Source records →
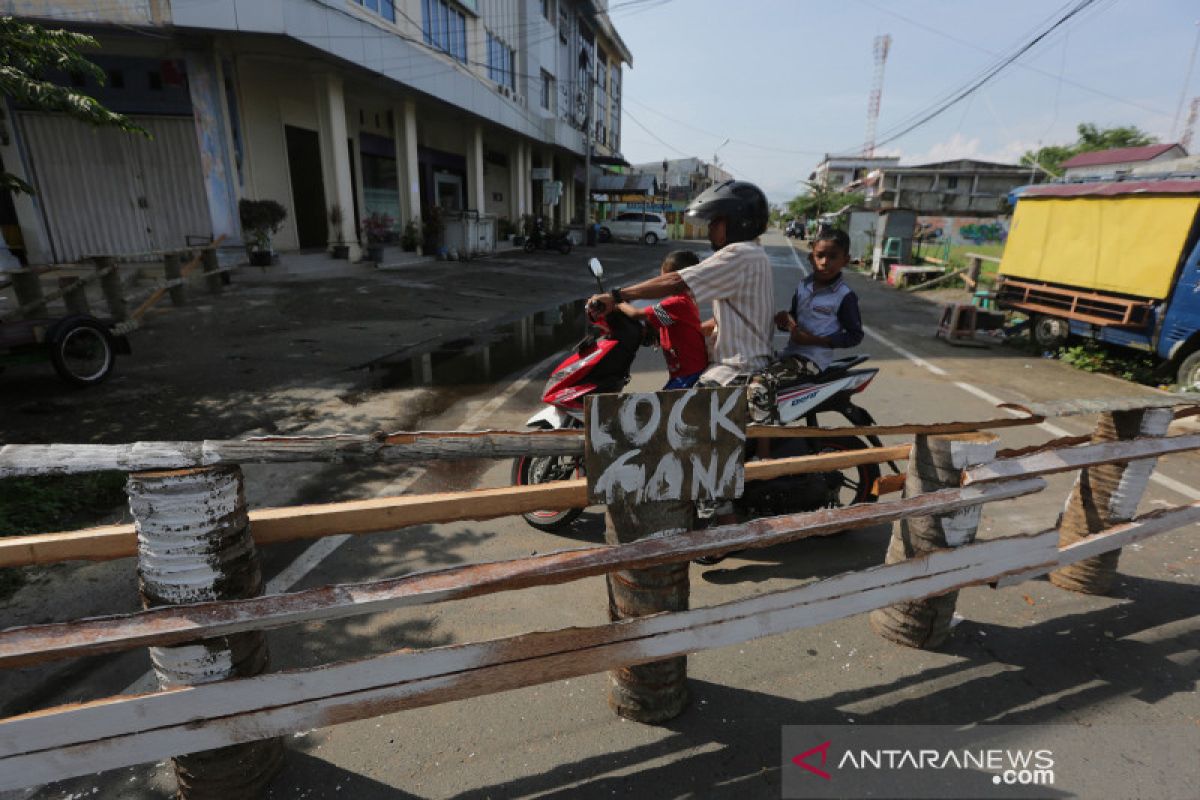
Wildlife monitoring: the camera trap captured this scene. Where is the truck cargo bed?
[996,278,1153,327]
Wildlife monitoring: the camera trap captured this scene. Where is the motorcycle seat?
[810,355,871,383]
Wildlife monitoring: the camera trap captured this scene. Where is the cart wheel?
[50,319,116,386]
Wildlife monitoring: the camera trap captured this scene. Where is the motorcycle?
[512,258,899,533]
[524,219,571,255]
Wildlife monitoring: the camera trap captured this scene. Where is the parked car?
[600,211,671,245]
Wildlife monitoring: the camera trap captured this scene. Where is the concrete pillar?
[184,49,241,246]
[314,72,362,261]
[467,124,487,213]
[392,100,421,225]
[509,140,524,219]
[0,97,54,264]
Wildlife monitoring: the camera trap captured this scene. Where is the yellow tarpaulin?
[1000,196,1200,299]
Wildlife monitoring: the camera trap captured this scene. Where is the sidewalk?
[0,245,666,443]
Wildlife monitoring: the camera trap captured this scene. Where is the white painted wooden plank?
[962,433,1200,486]
[995,503,1200,589]
[0,479,1045,667]
[0,531,1057,788]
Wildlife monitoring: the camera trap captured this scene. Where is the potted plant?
[421,206,446,253]
[329,203,350,260]
[400,217,421,253]
[362,211,396,264]
[238,198,288,266]
[496,217,516,241]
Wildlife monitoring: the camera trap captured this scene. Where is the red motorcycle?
[512,258,647,533]
[512,258,899,532]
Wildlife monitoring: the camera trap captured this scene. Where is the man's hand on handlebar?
[588,294,617,318]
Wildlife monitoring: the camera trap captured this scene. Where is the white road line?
[121,353,563,694]
[863,325,1200,500]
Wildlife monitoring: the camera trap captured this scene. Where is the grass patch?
[1055,339,1163,386]
[0,471,125,599]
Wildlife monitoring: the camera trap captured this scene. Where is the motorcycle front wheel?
[512,456,583,534]
[811,437,880,509]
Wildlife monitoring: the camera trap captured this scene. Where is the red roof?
[1020,179,1200,200]
[1062,143,1177,167]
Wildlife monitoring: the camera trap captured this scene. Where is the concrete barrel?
[605,501,695,723]
[870,432,998,650]
[127,467,283,800]
[1050,408,1174,595]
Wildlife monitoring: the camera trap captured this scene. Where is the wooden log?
[1050,408,1171,595]
[127,467,283,800]
[92,255,128,323]
[59,276,91,315]
[0,445,908,567]
[962,433,1200,486]
[10,270,46,319]
[0,479,1045,668]
[0,525,1056,789]
[200,247,229,294]
[1000,392,1200,416]
[870,433,998,650]
[992,503,1200,589]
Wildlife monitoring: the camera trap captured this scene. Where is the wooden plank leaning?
[0,445,908,567]
[0,522,1057,789]
[0,479,1045,668]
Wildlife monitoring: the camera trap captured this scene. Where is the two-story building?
[874,158,1034,216]
[0,0,631,263]
[809,152,900,191]
[1062,144,1188,180]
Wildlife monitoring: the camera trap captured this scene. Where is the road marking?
[121,351,563,694]
[863,325,1200,500]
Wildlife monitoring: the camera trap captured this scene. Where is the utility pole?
[863,34,892,158]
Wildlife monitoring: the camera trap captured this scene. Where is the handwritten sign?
[584,386,746,504]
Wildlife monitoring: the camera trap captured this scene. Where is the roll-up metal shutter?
[20,113,212,261]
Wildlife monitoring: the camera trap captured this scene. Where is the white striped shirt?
[679,241,775,385]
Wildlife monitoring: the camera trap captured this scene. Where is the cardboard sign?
[584,386,746,504]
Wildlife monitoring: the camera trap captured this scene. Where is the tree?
[0,17,149,194]
[1021,122,1158,176]
[787,181,866,218]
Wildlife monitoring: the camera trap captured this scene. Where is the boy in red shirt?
[617,249,708,389]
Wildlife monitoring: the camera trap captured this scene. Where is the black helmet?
[684,181,770,243]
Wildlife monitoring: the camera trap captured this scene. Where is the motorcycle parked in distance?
[524,218,571,255]
[512,258,899,533]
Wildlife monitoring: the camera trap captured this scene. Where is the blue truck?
[996,179,1200,391]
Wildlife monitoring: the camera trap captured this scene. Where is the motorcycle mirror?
[588,257,604,294]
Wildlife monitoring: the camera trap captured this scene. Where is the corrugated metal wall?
[20,113,212,261]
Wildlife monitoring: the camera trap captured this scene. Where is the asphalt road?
[9,234,1200,799]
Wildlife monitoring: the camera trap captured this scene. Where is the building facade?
[1062,144,1188,180]
[873,158,1034,216]
[809,154,900,191]
[0,0,631,263]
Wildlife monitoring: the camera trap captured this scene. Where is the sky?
[608,0,1200,201]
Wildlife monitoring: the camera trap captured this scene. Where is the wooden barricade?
[0,397,1200,800]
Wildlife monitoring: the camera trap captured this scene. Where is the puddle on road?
[370,300,587,389]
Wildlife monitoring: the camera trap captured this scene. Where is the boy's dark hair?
[662,249,700,272]
[812,225,850,255]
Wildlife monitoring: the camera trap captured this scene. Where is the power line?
[835,0,1097,150]
[858,0,1170,122]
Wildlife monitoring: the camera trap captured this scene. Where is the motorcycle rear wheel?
[512,456,583,534]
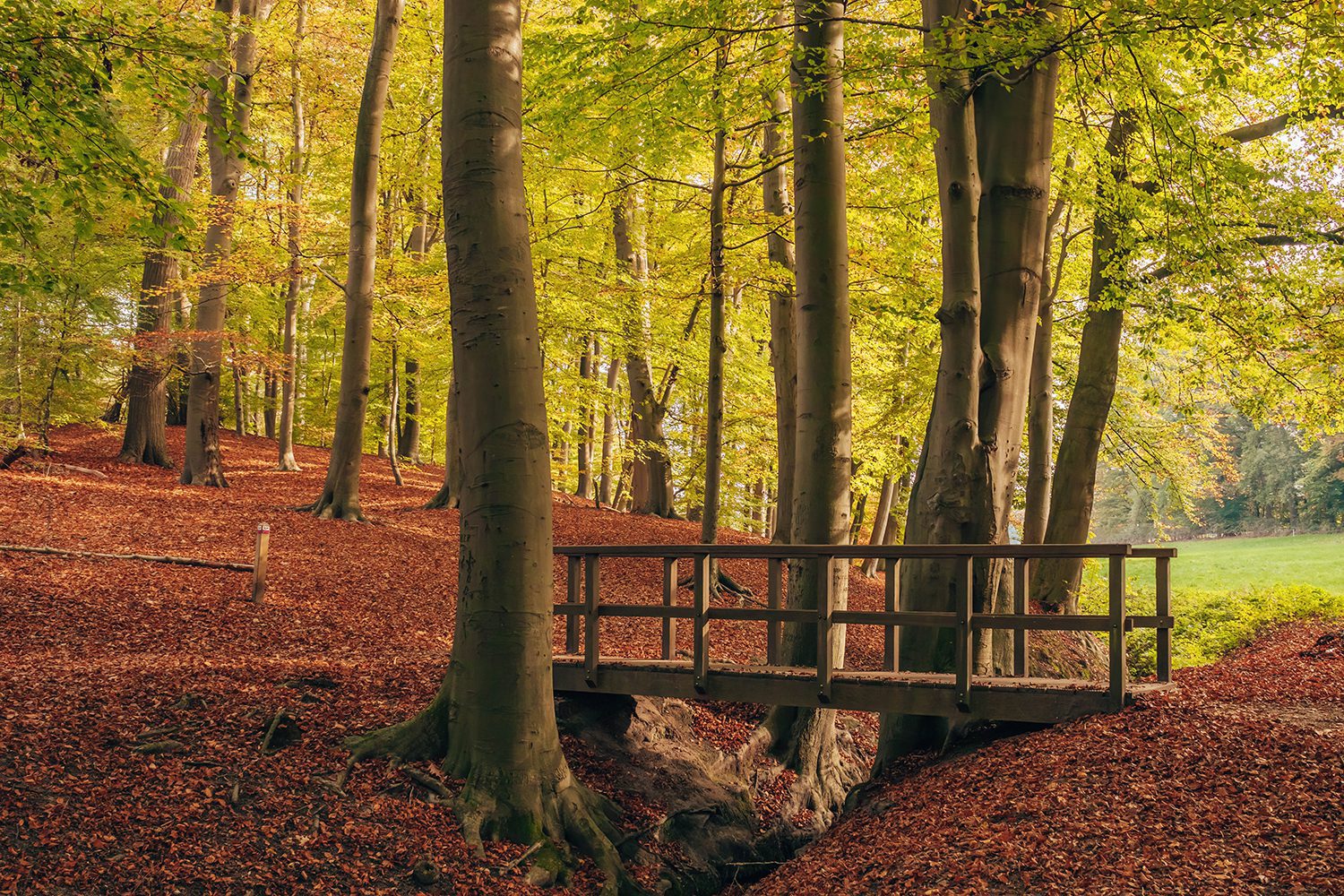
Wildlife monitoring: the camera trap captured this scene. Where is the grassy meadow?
[1082,533,1344,675]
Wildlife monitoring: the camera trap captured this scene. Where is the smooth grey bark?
[701,36,728,550]
[612,191,677,519]
[597,353,621,506]
[1021,197,1069,544]
[1031,110,1136,613]
[397,356,419,463]
[762,0,859,828]
[761,48,798,543]
[277,0,308,471]
[182,0,274,487]
[875,0,1059,770]
[859,476,897,579]
[354,0,639,893]
[119,101,206,468]
[306,0,403,520]
[425,378,462,511]
[574,339,597,498]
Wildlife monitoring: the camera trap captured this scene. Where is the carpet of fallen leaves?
[0,427,882,893]
[752,621,1344,896]
[0,427,1344,893]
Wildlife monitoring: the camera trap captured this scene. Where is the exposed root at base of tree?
[295,492,368,522]
[117,447,174,470]
[738,707,867,833]
[336,699,647,896]
[425,485,457,511]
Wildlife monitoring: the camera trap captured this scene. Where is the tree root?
[758,707,865,833]
[336,699,645,896]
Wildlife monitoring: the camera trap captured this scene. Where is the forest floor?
[0,427,1344,893]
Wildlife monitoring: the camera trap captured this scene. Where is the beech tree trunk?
[182,0,274,487]
[311,0,403,520]
[117,97,206,468]
[398,358,419,463]
[701,36,728,547]
[354,0,637,893]
[860,476,897,579]
[763,0,859,826]
[612,192,677,519]
[761,48,798,543]
[277,0,308,471]
[1031,111,1134,613]
[574,339,597,498]
[425,381,462,511]
[876,0,1058,770]
[597,353,621,506]
[1021,197,1069,544]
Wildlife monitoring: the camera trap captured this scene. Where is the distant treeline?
[1096,415,1344,541]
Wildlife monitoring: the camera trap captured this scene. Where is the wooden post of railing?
[1109,556,1129,710]
[1156,557,1172,683]
[663,557,677,659]
[956,556,976,712]
[583,554,601,688]
[882,557,900,672]
[564,557,582,657]
[691,554,710,694]
[1012,557,1031,678]
[765,557,784,667]
[253,522,271,603]
[816,557,849,702]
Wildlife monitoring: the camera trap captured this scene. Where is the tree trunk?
[277,0,308,471]
[118,97,206,468]
[701,36,728,553]
[763,0,859,826]
[612,192,676,519]
[398,358,419,463]
[1021,197,1069,544]
[876,0,1058,770]
[425,371,462,511]
[231,359,247,435]
[182,0,274,487]
[1031,111,1134,613]
[354,0,637,893]
[860,476,897,579]
[761,43,798,543]
[597,352,621,506]
[311,0,403,520]
[574,339,597,498]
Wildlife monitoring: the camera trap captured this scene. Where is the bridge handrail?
[556,544,1176,712]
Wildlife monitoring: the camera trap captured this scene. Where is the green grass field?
[1129,533,1344,594]
[1081,535,1344,675]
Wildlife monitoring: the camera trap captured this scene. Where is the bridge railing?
[556,544,1176,712]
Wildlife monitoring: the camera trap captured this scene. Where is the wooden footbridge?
[556,544,1176,723]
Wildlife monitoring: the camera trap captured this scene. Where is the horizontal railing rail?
[556,544,1176,712]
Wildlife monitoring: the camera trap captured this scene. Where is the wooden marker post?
[253,522,271,603]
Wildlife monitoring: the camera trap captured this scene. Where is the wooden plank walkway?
[554,544,1176,723]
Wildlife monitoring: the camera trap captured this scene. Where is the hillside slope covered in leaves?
[0,427,1344,893]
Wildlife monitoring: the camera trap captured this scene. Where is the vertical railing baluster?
[691,554,711,694]
[564,556,582,657]
[765,557,784,667]
[814,557,836,702]
[956,556,976,712]
[1109,556,1129,710]
[1012,557,1031,678]
[663,557,677,659]
[1156,557,1172,683]
[882,557,900,672]
[583,554,601,688]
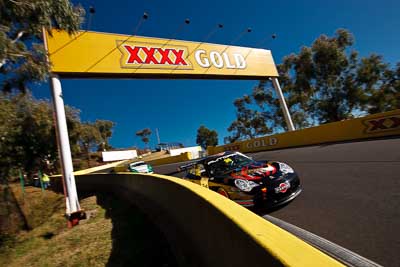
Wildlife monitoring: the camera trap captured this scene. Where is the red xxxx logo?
[119,44,191,69]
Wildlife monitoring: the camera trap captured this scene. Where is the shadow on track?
[84,193,178,267]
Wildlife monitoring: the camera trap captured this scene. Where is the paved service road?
[155,138,400,267]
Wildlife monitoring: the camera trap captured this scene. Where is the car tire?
[217,187,230,199]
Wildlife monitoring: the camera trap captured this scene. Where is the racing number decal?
[200,177,208,188]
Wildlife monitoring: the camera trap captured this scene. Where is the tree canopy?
[0,92,114,182]
[196,125,218,148]
[225,29,400,142]
[0,0,84,92]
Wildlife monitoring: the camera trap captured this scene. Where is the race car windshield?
[208,153,252,175]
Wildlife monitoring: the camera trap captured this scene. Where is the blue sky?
[33,0,400,148]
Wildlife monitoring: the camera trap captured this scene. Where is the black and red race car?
[179,152,302,207]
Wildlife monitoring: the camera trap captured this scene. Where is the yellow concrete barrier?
[146,152,192,166]
[53,173,343,267]
[207,109,400,155]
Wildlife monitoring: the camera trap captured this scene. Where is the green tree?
[136,128,151,146]
[95,120,114,151]
[196,125,218,149]
[79,122,103,167]
[0,0,84,92]
[0,92,80,182]
[225,29,400,142]
[224,92,271,143]
[357,58,400,113]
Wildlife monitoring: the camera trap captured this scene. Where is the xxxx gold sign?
[117,41,193,69]
[46,31,278,79]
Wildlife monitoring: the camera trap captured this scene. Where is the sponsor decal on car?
[363,115,400,133]
[246,137,278,149]
[117,41,193,69]
[275,181,290,194]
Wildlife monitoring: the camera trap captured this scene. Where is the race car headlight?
[235,179,258,192]
[279,162,294,174]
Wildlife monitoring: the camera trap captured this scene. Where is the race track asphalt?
[155,138,400,267]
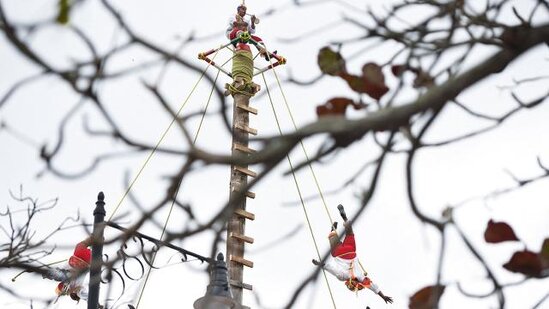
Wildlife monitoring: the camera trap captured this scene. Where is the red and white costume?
[225,14,263,50]
[47,241,91,301]
[324,231,379,294]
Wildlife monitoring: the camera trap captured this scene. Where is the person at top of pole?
[313,205,393,304]
[225,4,276,61]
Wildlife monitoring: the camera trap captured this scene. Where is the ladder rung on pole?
[229,254,254,268]
[234,209,255,221]
[229,279,253,291]
[231,187,255,199]
[236,124,257,135]
[234,166,257,178]
[233,143,256,154]
[236,103,257,115]
[229,232,254,244]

Goal → Please rewrite the material from its start through the line containing "[524,219,571,255]", putting "trail camera" wherever "camera trap" appears and changing nothing else. Leave the pictures out.

Finished answer →
Wildlife monitoring: the trail camera captured this scene. Where is the truck cargo bed?
[996,278,1153,327]
Wildlife monitoring: the trail camera captured this scene. Where is the motorcycle seat?
[810,355,871,383]
Wildlife monitoring: the trail camera captured this scene. Where is the cart wheel?
[50,319,116,386]
Wildlife monitoring: the trail camera captured this scene. Where is the motorcycle?
[512,258,899,533]
[524,219,571,255]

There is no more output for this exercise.